> TASKS TO COMPLETE:
(1) Rewrite the part of the Big Thief review that opens with the words "After releasing not" and closes with "and Spud Infinity.", putting "large venues" in place of "huge venues".
(2) According to the Big Thief review, how many tracks did Dragon New Warm Mountain I Believe In You initially consist of?

Reflection Spells is out now via Lost Map. For more information on Firestations visit https://www.firestationsband.com/.

2. There’s No Reason Not To Believe In Big Thief

After releasing not one, but two critically acclaimed albums back in 2020, Big Thief suddenly found themselves operating on an entirely different plane. The band went from relatively unknown indie-darlings to Grammy nominated superstars playing huge venues everywhere they went, and with a lot of eyes and ears watching out for their next move. That will come in February next year with the release of their ambitious new collection, the sprawling double-album, Dragon New Warm Mountain I Believe In You. With a number of tracks already shared from the record, this week the band added two more in the shape of No Reason and Spud Infinity.

Dragon New Warm Mountain I Believe In You was compiled over four different recording sessions in four different locations, and initially consisted of forty-five tracks, the band’s attempt to capture the variety of influences and sounds that inspire the various band members. Ultimately they whittled the collection down to a more manageable twenty, yet even with the brief glimpses they’ve offered, it seems to have done nothing to dampen their eclecticism. No Reason, recorded in the session in the Colorado Rockies, incorporates the flute playing of Richard Hardy, whom the band heard playing on a lookout tower in the distance, before approaching the 30-year music veteran to add his talents to the track, which the band describe as, “tearfully wholesome”. The other track they’ve shared this week, Spud Infinity, starts like a classic country song, all fiddle and frog-like percussion before the drums add a certain driving quality, and Adrianne Lenker’s playful vocal enters, as she sings, “a dime a dozen aren’t we just, but a dozen dimes will buy a crust of garlic bread”, with the same playful-nod Esther Rose made her own on her recent album, How Many Times. What’s perhaps most impressive here is that neither track particularly sounds like anything Big Thief have done before, yet equally, they still sound exactly like Big Thief, a band who continue to explore and grow their music, without ever losing touch of the magic they always possessed. I don’t know much about a Dragon New Warm Mountain, whatever one of them is, but Big Thief, I definitely believe in you.

> SUPPLIED MATERIAL:
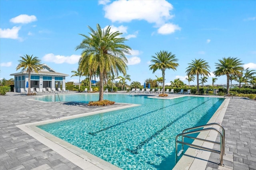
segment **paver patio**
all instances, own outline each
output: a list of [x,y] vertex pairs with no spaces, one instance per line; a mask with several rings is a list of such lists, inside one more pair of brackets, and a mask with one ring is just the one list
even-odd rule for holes
[[[0,96],[0,170],[81,169],[16,126],[126,105],[88,107],[28,100],[33,97],[12,92]],[[224,160],[226,166],[219,169],[256,170],[256,101],[230,99],[222,125],[226,131],[225,152],[232,158]],[[206,169],[218,169],[218,156],[211,154]]]

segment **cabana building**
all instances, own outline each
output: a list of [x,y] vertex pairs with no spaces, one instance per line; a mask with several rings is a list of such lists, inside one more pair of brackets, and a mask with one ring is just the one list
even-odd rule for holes
[[[66,88],[65,78],[68,74],[56,72],[52,68],[44,64],[43,68],[38,71],[38,74],[33,71],[30,76],[31,88],[42,89],[48,88]],[[14,92],[20,92],[20,88],[26,89],[27,82],[28,82],[28,73],[25,71],[10,74],[14,76]]]

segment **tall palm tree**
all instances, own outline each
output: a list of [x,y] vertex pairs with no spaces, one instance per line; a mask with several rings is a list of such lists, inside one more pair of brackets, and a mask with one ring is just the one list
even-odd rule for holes
[[186,78],[186,79],[188,82],[188,88],[189,88],[190,86],[190,82],[194,82],[194,80],[195,80],[195,77],[193,76],[189,75],[188,76],[188,77]]
[[179,66],[178,63],[175,63],[178,61],[178,59],[175,58],[175,55],[172,54],[172,52],[168,53],[167,51],[160,51],[160,52],[156,53],[156,56],[152,56],[154,59],[151,62],[154,63],[150,65],[150,70],[153,70],[154,74],[157,70],[161,70],[162,76],[163,77],[163,94],[165,92],[164,77],[165,70],[167,69],[172,69],[174,70],[177,69]]
[[74,73],[74,74],[71,76],[70,77],[74,77],[74,76],[78,76],[79,77],[79,92],[80,92],[80,78],[83,74],[79,69],[77,69],[77,71],[72,71],[72,72]]
[[204,77],[201,77],[201,78],[199,79],[200,80],[201,80],[201,83],[200,83],[203,85],[203,88],[204,88],[204,83],[207,82],[208,79],[208,78],[207,78],[207,77],[206,77],[205,76]]
[[216,77],[213,77],[212,79],[212,88],[213,88],[214,90],[214,87],[213,85],[214,85],[214,83],[216,82],[216,80],[217,80],[218,78],[216,78]]
[[125,82],[125,81],[127,80],[129,80],[129,81],[131,81],[131,78],[130,78],[130,76],[130,76],[130,75],[127,74],[125,76],[124,76],[123,77],[122,77],[122,76],[119,76],[117,78],[119,78],[120,79],[120,80],[119,80],[119,82],[121,83],[122,88],[122,89],[123,86],[124,86],[124,90],[125,90],[125,85],[126,84],[126,82]]
[[195,59],[192,63],[188,64],[189,66],[186,71],[188,76],[196,75],[196,83],[197,84],[197,92],[199,92],[199,75],[208,76],[210,74],[209,68],[210,67],[208,63],[202,59]]
[[237,58],[224,57],[218,60],[219,63],[215,63],[216,70],[213,73],[216,76],[226,75],[227,76],[227,92],[229,93],[229,79],[230,74],[238,75],[241,74],[243,68],[241,66],[242,61]]
[[[82,56],[90,59],[90,61],[98,73],[100,77],[100,95],[99,101],[103,100],[104,75],[110,72],[118,75],[120,72],[125,75],[128,63],[125,54],[130,54],[129,50],[132,49],[124,44],[127,40],[120,37],[122,33],[119,31],[111,31],[109,26],[102,30],[98,24],[96,30],[88,26],[91,31],[89,35],[80,34],[84,37],[80,44],[76,47],[76,50],[83,50]],[[84,65],[84,67],[87,65]]]
[[33,57],[33,55],[31,56],[27,54],[24,57],[21,56],[21,60],[19,60],[18,61],[20,64],[16,67],[16,70],[22,68],[22,71],[26,71],[28,73],[28,95],[31,94],[31,85],[30,76],[31,73],[34,71],[36,73],[38,73],[38,70],[42,69],[43,65],[41,64],[41,60],[39,59],[37,57]]

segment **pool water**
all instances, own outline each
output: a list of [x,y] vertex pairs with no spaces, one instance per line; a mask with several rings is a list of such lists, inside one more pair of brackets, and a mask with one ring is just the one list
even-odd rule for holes
[[[61,101],[98,99],[98,94],[63,96]],[[176,135],[184,129],[206,124],[224,101],[110,94],[104,98],[141,105],[38,127],[124,170],[170,170],[175,164]]]

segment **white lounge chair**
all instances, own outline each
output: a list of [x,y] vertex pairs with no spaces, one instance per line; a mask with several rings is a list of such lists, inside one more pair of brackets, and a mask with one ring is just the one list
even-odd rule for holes
[[20,88],[20,92],[22,94],[26,94],[26,93],[24,90],[24,88]]
[[149,93],[149,92],[150,91],[150,88],[146,88],[146,91],[145,92],[145,93]]
[[60,88],[58,88],[58,92],[64,92],[63,91],[62,91],[61,90],[60,90]]
[[190,89],[188,89],[188,91],[185,93],[185,94],[191,94],[191,90]]
[[169,93],[170,94],[174,94],[174,90],[173,88],[171,89],[171,91],[169,92]]
[[184,89],[180,89],[180,92],[178,92],[178,94],[182,94],[183,93],[184,90]]

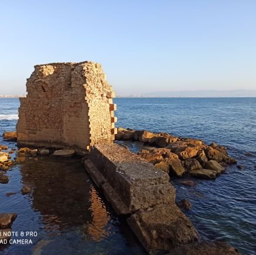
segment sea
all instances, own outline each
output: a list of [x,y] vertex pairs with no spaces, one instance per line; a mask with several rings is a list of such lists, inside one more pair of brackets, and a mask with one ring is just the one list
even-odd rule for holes
[[[115,98],[116,126],[168,132],[225,146],[238,160],[215,180],[181,184],[171,177],[176,200],[188,200],[184,211],[202,240],[222,241],[242,254],[256,254],[256,98]],[[18,99],[0,98],[0,134],[15,130]],[[0,144],[16,149],[14,142]],[[137,152],[139,143],[128,143]],[[15,157],[15,153],[12,157]],[[18,214],[12,230],[32,244],[1,247],[3,254],[144,254],[143,247],[94,184],[75,157],[28,159],[7,172],[0,184],[0,212]],[[23,185],[32,187],[23,196]],[[16,193],[6,196],[8,192]],[[21,232],[29,232],[25,237]]]

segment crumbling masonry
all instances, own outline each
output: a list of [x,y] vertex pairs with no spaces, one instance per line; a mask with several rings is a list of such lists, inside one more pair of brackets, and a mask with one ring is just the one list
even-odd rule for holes
[[18,143],[84,153],[111,143],[117,121],[112,88],[101,65],[52,63],[35,66],[20,98]]

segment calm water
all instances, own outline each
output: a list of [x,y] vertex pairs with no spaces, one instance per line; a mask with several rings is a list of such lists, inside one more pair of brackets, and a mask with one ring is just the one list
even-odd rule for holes
[[[193,187],[171,182],[177,200],[187,198],[192,204],[185,213],[203,239],[223,240],[244,254],[256,254],[256,98],[117,98],[115,103],[118,126],[168,132],[228,147],[244,169],[232,166],[228,174],[214,181],[196,180]],[[0,133],[15,130],[19,105],[16,99],[0,99]],[[1,140],[0,144],[16,146]],[[29,229],[38,236],[32,239],[32,246],[11,245],[2,253],[144,254],[79,159],[31,159],[8,173],[9,183],[0,184],[0,211],[18,213],[14,231]],[[33,187],[32,194],[5,196],[18,192],[22,183]]]
[[[0,134],[15,129],[19,105],[17,99],[0,99]],[[16,147],[2,137],[0,144]],[[0,254],[145,254],[124,220],[92,184],[80,160],[38,157],[7,172],[9,183],[0,184],[0,212],[18,214],[12,231],[36,231],[38,236],[31,237],[33,244],[0,247]],[[23,184],[33,193],[20,194]],[[7,192],[17,194],[6,197]]]
[[167,132],[227,147],[244,169],[232,166],[228,174],[197,180],[194,187],[172,180],[177,200],[191,202],[192,210],[185,213],[203,239],[226,241],[244,254],[256,254],[256,98],[117,98],[115,103],[117,126]]

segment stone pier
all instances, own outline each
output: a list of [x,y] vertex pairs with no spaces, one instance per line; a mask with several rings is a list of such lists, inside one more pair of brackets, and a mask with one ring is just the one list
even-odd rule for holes
[[176,206],[167,173],[115,143],[94,146],[85,166],[115,210],[128,216],[148,252],[166,253],[198,240],[192,224]]
[[20,98],[18,144],[84,153],[114,139],[115,94],[99,64],[36,65],[26,90],[26,98]]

> ACTIVITY ANSWERS:
(1)
After releasing not one, but two critically acclaimed albums back in 2020, Big Thief suddenly found themselves operating on an entirely different plane. The band went from relatively unknown indie-darlings to Grammy nominated superstars playing large venues everywhere they went, and with a lot of eyes and ears watching out for their next move. That will come in February next year with the release of their ambitious new collection, the sprawling double-album, Dragon New Warm Mountain I Believe In You. With a number of tracks already shared from the record, this week the band added two more in the shape of No Reason and Spud Infinity.

(2) Forty-five tracks.